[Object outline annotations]
::::

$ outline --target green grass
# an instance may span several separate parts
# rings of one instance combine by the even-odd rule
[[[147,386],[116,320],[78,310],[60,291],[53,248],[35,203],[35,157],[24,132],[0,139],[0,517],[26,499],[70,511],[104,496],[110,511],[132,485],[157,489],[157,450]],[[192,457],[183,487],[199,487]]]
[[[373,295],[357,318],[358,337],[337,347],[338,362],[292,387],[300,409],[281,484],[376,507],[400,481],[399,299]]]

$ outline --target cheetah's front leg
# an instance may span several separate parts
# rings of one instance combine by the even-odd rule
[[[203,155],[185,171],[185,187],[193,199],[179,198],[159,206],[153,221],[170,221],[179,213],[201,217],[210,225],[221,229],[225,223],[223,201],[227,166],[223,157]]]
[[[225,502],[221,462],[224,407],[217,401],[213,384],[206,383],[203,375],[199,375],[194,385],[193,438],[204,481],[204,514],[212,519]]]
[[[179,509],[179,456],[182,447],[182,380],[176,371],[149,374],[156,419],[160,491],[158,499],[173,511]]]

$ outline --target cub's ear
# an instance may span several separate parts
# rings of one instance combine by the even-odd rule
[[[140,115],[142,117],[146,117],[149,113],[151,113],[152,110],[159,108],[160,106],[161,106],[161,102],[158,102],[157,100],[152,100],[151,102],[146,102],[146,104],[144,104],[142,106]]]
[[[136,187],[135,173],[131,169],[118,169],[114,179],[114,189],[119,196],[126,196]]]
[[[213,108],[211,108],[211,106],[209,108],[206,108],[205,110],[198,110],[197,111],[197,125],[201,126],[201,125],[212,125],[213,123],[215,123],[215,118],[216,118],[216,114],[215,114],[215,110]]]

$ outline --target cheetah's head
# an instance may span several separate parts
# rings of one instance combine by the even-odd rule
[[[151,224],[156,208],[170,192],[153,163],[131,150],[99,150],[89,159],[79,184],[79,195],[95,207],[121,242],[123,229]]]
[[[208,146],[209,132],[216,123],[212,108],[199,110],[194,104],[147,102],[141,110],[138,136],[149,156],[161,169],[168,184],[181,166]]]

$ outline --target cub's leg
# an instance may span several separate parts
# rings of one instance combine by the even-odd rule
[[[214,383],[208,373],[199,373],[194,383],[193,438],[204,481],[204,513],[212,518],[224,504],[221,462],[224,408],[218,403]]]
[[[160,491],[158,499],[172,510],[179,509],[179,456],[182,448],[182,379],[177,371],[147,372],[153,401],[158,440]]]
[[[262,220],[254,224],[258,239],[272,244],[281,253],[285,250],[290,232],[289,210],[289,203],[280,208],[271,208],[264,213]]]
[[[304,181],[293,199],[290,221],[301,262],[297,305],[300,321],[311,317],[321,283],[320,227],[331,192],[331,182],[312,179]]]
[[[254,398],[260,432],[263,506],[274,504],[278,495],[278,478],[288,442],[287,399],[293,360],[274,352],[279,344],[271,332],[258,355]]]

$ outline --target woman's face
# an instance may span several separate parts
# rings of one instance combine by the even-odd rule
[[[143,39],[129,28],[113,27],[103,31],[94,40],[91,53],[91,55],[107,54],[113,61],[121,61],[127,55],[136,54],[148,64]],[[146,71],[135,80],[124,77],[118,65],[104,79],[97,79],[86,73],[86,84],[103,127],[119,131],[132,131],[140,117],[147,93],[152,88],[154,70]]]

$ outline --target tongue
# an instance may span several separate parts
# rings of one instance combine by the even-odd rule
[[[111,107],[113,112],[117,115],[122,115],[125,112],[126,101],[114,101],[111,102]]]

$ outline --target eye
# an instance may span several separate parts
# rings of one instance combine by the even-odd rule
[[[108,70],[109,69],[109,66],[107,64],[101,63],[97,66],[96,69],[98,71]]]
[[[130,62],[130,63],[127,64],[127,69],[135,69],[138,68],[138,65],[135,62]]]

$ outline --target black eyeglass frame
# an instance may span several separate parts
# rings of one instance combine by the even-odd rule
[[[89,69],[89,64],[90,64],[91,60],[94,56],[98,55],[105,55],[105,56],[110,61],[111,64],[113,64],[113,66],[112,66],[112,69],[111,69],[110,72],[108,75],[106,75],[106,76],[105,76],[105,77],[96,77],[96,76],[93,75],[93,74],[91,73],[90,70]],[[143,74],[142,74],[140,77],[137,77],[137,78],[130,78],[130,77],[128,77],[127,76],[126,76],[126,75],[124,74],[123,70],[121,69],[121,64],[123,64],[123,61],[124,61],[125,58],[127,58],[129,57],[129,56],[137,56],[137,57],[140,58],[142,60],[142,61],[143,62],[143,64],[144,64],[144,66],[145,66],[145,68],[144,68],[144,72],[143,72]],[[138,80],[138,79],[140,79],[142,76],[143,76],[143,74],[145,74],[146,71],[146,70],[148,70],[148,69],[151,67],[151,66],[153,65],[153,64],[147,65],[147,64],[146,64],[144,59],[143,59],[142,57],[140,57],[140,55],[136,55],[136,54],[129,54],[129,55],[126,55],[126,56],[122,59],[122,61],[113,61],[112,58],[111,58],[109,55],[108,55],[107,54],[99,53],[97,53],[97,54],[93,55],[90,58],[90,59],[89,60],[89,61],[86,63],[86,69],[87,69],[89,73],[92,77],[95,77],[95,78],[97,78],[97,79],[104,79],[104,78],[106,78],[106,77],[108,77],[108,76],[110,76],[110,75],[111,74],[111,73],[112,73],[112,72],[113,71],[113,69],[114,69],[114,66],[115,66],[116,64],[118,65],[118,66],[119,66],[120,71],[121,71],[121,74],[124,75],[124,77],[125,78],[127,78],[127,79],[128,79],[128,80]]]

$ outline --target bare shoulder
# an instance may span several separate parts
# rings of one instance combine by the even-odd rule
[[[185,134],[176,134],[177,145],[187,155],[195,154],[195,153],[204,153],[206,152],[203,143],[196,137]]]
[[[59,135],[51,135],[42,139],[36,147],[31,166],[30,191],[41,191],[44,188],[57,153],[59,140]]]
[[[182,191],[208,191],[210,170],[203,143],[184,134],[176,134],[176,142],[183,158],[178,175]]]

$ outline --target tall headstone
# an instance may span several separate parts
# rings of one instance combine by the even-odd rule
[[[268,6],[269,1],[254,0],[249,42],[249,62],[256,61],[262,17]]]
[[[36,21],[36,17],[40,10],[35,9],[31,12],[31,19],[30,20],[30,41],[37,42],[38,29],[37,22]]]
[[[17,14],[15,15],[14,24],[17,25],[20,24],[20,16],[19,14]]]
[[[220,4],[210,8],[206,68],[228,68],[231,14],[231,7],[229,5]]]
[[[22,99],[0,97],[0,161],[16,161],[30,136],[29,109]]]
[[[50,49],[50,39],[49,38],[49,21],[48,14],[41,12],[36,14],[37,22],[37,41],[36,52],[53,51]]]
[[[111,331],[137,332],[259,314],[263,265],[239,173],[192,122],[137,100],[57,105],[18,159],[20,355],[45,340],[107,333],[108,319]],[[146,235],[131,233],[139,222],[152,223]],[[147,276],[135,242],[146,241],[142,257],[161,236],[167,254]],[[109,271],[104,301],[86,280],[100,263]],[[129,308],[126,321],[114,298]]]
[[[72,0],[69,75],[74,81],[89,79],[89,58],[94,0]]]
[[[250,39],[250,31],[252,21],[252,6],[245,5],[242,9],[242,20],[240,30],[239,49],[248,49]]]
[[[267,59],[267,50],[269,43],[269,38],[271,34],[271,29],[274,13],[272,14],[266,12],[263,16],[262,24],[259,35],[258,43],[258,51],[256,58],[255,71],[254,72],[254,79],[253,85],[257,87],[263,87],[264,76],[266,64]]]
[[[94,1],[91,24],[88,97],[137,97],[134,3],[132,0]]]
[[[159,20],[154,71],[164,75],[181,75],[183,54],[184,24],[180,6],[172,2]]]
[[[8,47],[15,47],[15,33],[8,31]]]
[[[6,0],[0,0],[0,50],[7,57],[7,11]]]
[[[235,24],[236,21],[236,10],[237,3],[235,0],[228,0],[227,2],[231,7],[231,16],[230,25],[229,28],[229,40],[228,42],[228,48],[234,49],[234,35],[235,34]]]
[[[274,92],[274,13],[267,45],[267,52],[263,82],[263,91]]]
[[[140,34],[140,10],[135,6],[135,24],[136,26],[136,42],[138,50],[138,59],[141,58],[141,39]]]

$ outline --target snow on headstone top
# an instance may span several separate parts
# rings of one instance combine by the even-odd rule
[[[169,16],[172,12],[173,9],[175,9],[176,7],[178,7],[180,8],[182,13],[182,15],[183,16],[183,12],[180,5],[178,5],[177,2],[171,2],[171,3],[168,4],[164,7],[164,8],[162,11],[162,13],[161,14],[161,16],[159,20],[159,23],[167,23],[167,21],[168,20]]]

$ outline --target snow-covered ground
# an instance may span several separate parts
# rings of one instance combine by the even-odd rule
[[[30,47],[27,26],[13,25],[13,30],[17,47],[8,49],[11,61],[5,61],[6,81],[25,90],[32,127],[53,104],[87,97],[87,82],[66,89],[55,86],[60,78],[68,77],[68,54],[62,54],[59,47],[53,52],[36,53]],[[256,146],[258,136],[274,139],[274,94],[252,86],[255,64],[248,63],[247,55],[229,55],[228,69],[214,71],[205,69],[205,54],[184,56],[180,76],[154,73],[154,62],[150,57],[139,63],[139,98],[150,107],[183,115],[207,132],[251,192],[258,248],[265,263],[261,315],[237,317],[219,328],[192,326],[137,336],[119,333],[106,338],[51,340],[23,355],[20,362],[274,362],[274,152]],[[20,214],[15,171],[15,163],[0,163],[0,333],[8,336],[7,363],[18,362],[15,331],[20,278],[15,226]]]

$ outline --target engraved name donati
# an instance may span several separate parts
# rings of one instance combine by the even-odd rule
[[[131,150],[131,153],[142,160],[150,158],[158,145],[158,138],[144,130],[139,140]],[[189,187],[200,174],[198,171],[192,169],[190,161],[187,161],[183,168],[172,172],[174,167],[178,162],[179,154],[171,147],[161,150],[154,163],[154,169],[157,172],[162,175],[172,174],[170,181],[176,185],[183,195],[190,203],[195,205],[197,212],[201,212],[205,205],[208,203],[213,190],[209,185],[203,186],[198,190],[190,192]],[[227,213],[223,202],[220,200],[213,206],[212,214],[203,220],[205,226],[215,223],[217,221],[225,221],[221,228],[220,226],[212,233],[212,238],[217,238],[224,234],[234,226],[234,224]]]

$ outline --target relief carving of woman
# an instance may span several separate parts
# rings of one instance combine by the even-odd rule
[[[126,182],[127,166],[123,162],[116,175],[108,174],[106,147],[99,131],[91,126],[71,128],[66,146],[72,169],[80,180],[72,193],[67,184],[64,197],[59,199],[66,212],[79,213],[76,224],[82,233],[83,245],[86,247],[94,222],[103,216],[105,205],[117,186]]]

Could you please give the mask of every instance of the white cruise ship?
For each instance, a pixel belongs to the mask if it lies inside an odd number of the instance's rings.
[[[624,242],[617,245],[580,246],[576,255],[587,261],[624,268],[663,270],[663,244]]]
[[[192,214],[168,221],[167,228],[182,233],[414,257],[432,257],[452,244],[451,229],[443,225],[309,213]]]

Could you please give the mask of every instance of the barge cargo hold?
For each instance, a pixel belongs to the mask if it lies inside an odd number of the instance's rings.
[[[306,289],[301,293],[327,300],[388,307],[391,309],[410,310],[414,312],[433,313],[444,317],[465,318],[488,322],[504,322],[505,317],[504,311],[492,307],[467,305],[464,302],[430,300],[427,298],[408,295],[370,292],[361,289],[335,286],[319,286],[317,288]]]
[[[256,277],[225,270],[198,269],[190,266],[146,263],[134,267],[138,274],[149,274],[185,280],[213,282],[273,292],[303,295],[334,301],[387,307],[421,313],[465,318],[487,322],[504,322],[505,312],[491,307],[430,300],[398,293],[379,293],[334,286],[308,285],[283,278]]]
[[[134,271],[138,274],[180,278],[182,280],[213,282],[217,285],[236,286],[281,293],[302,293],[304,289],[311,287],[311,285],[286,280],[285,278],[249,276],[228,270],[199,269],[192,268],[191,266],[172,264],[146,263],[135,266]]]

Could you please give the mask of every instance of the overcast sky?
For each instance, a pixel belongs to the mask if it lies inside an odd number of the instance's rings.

::::

[Written problem] Copy out the records word for word, starting at the line that contains "the overcast sky?" and continuing through the last line of the records, both ends included.

[Exercise output]
Could you please give the mask of every instance of the overcast sky?
For each instance, a pixel belongs to the mask if it lies inside an odd number of the instance's rings.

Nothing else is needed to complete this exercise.